Turn all the lines below into a numbered list, leaving out any blank lines.
★ ★ ★ ★
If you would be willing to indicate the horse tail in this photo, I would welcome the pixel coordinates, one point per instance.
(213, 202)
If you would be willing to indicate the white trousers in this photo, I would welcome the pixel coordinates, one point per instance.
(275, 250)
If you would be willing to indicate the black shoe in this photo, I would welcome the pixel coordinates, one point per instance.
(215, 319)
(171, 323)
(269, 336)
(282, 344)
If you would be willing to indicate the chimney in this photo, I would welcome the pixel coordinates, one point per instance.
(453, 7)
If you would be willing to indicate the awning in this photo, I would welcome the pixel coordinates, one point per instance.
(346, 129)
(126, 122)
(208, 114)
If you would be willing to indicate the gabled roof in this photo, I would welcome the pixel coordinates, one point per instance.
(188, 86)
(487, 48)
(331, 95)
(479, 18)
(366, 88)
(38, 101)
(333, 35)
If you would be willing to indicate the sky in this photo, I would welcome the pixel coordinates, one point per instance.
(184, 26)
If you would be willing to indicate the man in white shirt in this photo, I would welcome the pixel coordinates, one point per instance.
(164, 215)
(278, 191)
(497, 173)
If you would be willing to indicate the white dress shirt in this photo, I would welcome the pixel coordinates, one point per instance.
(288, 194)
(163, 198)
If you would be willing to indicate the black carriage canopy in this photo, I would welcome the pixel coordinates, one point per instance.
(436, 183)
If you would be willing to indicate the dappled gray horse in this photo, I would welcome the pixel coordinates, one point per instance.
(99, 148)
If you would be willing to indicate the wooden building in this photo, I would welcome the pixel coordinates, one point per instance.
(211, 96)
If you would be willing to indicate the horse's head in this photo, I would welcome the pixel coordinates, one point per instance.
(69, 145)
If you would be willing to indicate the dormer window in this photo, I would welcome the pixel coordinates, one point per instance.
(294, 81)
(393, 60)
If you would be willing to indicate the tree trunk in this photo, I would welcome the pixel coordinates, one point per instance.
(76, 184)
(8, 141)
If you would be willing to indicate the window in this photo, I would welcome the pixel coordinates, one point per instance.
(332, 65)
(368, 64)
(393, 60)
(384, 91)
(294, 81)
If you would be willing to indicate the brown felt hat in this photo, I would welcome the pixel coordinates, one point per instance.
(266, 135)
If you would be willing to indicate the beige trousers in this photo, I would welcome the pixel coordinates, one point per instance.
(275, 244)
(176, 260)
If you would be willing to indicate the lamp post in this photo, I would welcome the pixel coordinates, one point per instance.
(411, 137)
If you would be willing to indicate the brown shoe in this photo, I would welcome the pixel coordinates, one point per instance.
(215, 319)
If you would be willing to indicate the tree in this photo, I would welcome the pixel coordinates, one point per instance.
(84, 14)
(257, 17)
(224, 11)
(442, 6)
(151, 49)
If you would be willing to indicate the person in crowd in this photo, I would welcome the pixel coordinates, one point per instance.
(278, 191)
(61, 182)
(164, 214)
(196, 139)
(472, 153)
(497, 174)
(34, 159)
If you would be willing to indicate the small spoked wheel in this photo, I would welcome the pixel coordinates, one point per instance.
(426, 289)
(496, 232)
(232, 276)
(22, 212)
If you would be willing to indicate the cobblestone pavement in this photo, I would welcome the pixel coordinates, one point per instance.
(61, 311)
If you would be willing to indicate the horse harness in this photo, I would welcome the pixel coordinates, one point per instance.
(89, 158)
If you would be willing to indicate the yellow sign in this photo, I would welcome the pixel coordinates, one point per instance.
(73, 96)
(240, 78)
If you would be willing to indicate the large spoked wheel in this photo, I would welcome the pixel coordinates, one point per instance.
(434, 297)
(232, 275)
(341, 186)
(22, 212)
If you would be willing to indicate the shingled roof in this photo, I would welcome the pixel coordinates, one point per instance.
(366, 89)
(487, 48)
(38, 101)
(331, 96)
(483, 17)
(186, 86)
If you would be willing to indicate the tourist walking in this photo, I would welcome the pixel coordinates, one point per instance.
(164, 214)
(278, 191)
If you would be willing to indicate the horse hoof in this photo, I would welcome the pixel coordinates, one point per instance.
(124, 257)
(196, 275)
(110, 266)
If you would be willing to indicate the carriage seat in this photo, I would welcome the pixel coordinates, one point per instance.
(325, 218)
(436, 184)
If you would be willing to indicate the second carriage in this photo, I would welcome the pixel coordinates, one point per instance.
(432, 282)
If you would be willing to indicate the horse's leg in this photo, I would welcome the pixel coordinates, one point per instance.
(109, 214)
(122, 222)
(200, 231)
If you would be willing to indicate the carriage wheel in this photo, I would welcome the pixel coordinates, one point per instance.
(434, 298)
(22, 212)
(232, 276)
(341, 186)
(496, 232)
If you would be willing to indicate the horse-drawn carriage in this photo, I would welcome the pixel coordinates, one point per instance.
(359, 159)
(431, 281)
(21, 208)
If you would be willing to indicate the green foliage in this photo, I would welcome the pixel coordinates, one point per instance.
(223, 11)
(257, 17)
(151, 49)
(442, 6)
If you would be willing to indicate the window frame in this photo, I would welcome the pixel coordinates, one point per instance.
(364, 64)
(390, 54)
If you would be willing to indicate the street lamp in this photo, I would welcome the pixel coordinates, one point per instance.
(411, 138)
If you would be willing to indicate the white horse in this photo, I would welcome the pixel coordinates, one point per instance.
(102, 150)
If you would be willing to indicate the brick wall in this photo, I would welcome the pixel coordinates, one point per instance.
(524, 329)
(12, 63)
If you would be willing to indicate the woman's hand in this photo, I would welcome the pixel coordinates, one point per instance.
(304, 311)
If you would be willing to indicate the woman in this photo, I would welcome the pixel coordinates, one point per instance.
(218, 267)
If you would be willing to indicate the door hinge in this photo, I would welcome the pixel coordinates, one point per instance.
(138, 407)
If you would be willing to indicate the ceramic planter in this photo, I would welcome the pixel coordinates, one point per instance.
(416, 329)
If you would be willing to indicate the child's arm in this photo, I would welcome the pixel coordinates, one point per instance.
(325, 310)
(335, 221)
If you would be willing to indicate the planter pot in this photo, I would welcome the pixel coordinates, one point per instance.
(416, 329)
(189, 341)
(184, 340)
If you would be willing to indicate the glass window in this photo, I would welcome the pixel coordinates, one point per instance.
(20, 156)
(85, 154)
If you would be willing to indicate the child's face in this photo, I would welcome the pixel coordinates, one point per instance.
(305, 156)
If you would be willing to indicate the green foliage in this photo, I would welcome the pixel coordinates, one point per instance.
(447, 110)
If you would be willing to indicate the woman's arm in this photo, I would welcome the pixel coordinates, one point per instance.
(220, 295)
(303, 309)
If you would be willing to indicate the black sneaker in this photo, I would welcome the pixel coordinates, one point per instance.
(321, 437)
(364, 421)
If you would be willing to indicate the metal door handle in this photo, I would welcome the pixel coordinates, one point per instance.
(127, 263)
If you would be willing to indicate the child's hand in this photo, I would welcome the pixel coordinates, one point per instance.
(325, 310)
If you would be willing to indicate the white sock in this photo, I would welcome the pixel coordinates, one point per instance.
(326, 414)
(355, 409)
★ ★ ★ ★
## Written solution
1. If you would be willing to indicate the horse tail in this photo, I would welcome the pixel coordinates, one point per instance.
2. (213, 202)
3. If you would be willing to indicate the white trousers in this photo, I would welcome the pixel coordinates, one point per instance.
4. (275, 250)
5. If you would be willing to indicate the black shoe in this photo, I would welcome the pixel coordinates, one point per instance.
6. (215, 319)
7. (171, 323)
8. (269, 336)
9. (282, 344)
10. If you would be willing to indicate the chimney in this photo, I would welcome the pixel coordinates, one point per instance.
11. (453, 7)
12. If you would be willing to indicate the awning in this photo, I would welcome the pixel coordinates, one point per instance.
13. (346, 129)
14. (126, 122)
15. (208, 114)
16. If you would be willing to indicate the gabled roof in this photo, I would welcome the pixel coordinates, one point per instance.
17. (188, 86)
18. (487, 48)
19. (331, 95)
20. (479, 18)
21. (366, 88)
22. (38, 101)
23. (333, 35)
24. If you would be willing to indicate the sky in this photo, I would welcome the pixel coordinates, one point per instance.
25. (184, 26)
26. If you would be willing to indicate the man in white shirt in this photo, I would welcome the pixel coordinates, one point per instance.
27. (164, 215)
28. (278, 191)
29. (497, 173)
30. If you would be willing to indicate the white dress shirt in this photo, I would welcome the pixel coordinates, one point per instance.
31. (288, 194)
32. (163, 198)
33. If you would be willing to indicate the black carriage canopy in this photo, I would welcome the pixel coordinates, one point per instance.
34. (436, 183)
35. If you would be willing to indicate the dappled gray horse in this photo, I would welcome the pixel coordinates, one point per instance.
36. (99, 148)
37. If you would be willing to indicate the wooden building in this photo, I would welcome the pixel coordinates, one point per instance.
38. (211, 96)
39. If you would be willing to indicate the horse's head in this photo, I would welcome the pixel coordinates, one point per instance.
40. (69, 145)
41. If you would be willing to indicate the dormer window in this photo, I would welcome the pixel coordinates, one point per instance.
42. (294, 81)
43. (393, 60)
44. If you would be willing to indicate the tree trunk in this photo, I would welcome the pixel coordinates, one point per instance.
45. (76, 184)
46. (8, 141)
47. If you would be willing to indicate the window in this photo, I would welcome the pixel coordinates, one point per instance.
48. (332, 65)
49. (368, 64)
50. (393, 60)
51. (384, 91)
52. (294, 81)
53. If you would be willing to indicate the brown felt hat in this photo, I would welcome the pixel coordinates, one point per instance.
54. (266, 135)
55. If you would be willing to indicate the beige trousers in this photo, I would welcome the pixel coordinates, one point per instance.
56. (275, 244)
57. (176, 260)
58. If you would be willing to indicate the lamp post in this photo, I would welcome the pixel coordinates, one point per instance.
59. (411, 137)
60. If you would be willing to indicate the brown shoe in this photo, I would welcome the pixel coordinates, one point per instance.
61. (215, 319)
62. If you would be willing to indicate the tree in this photo, I would welcome the pixel coordinates, one point per instance.
63. (84, 14)
64. (257, 17)
65. (224, 11)
66. (442, 6)
67. (151, 49)
68. If you would be willing to indicate the person in crowd in this photo, I would welcome the pixel coordinates, one point per instance.
69. (278, 191)
70. (61, 182)
71. (164, 214)
72. (196, 139)
73. (472, 153)
74. (497, 174)
75. (34, 159)
76. If you would be willing to indicate the small spoked wheel in this photo, I would welcome the pixel coordinates, one point per instance.
77. (426, 289)
78. (496, 232)
79. (232, 276)
80. (22, 212)
81. If you would be willing to indicate the cobblestone pavement in this photo, I would welcome the pixel coordinates, one point per instance.
82. (61, 311)
83. If you would be willing to indicate the horse harness in this photo, I would welcome the pixel coordinates, one point per instance.
84. (89, 158)
85. If you would be willing to indicate the yellow sign in this photo, I would welcome the pixel coordinates, one point per instance.
86. (73, 96)
87. (240, 78)
88. If you would be willing to indicate the large spoked wheel in this photo, I would welcome the pixel coordinates, one point per instance.
89. (434, 297)
90. (232, 275)
91. (341, 186)
92. (22, 212)
93. If you would be willing to indicate the shingled roof in this photo, I would welcome the pixel coordinates, one point per instance.
94. (366, 89)
95. (487, 48)
96. (38, 101)
97. (331, 96)
98. (483, 17)
99. (186, 86)
100. If you would be willing to indicate the tourist walking in this photo, I would welcome the pixel coordinates, one point per instance.
101. (164, 214)
102. (278, 191)
103. If you would be willing to indicate the horse hoof in this photo, I would welcome the pixel coordinates, one point per instance.
104. (124, 257)
105. (196, 275)
106. (110, 266)
107. If you would be willing to indicate the carriage seat in this photo, I would welcome the pixel coordinates, one point per instance.
108. (325, 218)
109. (436, 184)
110. If you would be willing to indicate the second carriage in this photo, I would welcome the pixel coordinates, one point per instance.
111. (432, 282)
112. If you would be willing to indicate the horse's leg in this photo, I would welcome the pixel coordinates, one point per instance.
113. (109, 214)
114. (122, 222)
115. (200, 231)
116. If you would be willing to indicate the carriage wheel in this photo, I would welcome the pixel coordinates, one point per instance.
117. (434, 298)
118. (22, 212)
119. (232, 276)
120. (341, 186)
121. (496, 232)
122. If you would be willing to indicate the horse-drawn carriage in this photo, I would welcome the pixel coordinates, one point per instance.
123. (359, 159)
124. (431, 281)
125. (21, 208)
126. If you would be willing to indicate the green foliage in this photo, I would welcome the pixel coordinates, one point per instance.
127. (223, 11)
128. (257, 17)
129. (151, 49)
130. (442, 6)
131. If you would be willing to indicate the window frame in this photo, I would welcome the pixel coordinates, one point per instance.
132. (364, 64)
133. (390, 54)
134. If you would be willing to indicate the street lamp in this photo, I would welcome the pixel coordinates, one point per instance.
135. (411, 138)
136. If you would be willing to indicate the white horse in this photo, I would welcome the pixel coordinates, one point per instance.
137. (102, 150)
138. If you would be willing to indicate the brick wall in this photo, I would welcome the pixel coordinates, one point per instance.
139. (524, 329)
140. (12, 63)
141. If you would be willing to indicate the woman's hand in this photo, I would welcome the pixel coordinates, one point per instance.
142. (304, 311)
143. If you would be willing to indicate the woman in this photo, I would welcome the pixel coordinates, one point per instance.
144. (218, 267)
145. If you would be willing to indicate the door hinge in this photo, I would welcome the pixel coordinates, one point per instance.
146. (138, 407)
147. If you would be willing to indicate the ceramic planter in this photo, I would welcome the pixel coordinates, one point per instance.
148. (416, 329)
149. If you would be willing to indicate the child's arm in this photo, I would welcome the pixel coordinates, one point per instance.
150. (325, 310)
151. (335, 221)
152. If you would be willing to indicate the planter pot in this photo, I would welcome the pixel coordinates, one point per instance.
153. (416, 329)
154. (189, 341)
155. (184, 340)
156. If you would be willing to indicate the glass window in this photo, I would welcome the pixel coordinates, one point per instance.
157. (20, 156)
158. (85, 154)
159. If you would be willing to indicate the child's face in this photo, I would welcome the pixel coordinates, one point per instance.
160. (305, 156)
161. If you would be willing to indicate the green foliage in this photo, I would welcome the pixel coordinates, one point per instance.
162. (447, 110)
163. If you would be willing to indicate the woman's arm in this photo, I would welcome the pixel coordinates, one point per instance.
164. (220, 295)
165. (303, 309)
166. If you would be willing to indicate the black sneaker in this photo, I would welcome the pixel coordinates, one point per instance.
167. (321, 437)
168. (364, 421)
169. If you would be willing to indicate the metal door handle in this photo, I would welcome the pixel coordinates, one point per instance.
170. (127, 263)
171. If you would be willing to indicate the child's hand in this photo, I would welcome the pixel coordinates, one point per instance.
172. (325, 310)
173. If you would be willing to indicate the white sock in this photo, I would welcome the pixel coordinates, one point per instance.
174. (326, 414)
175. (355, 409)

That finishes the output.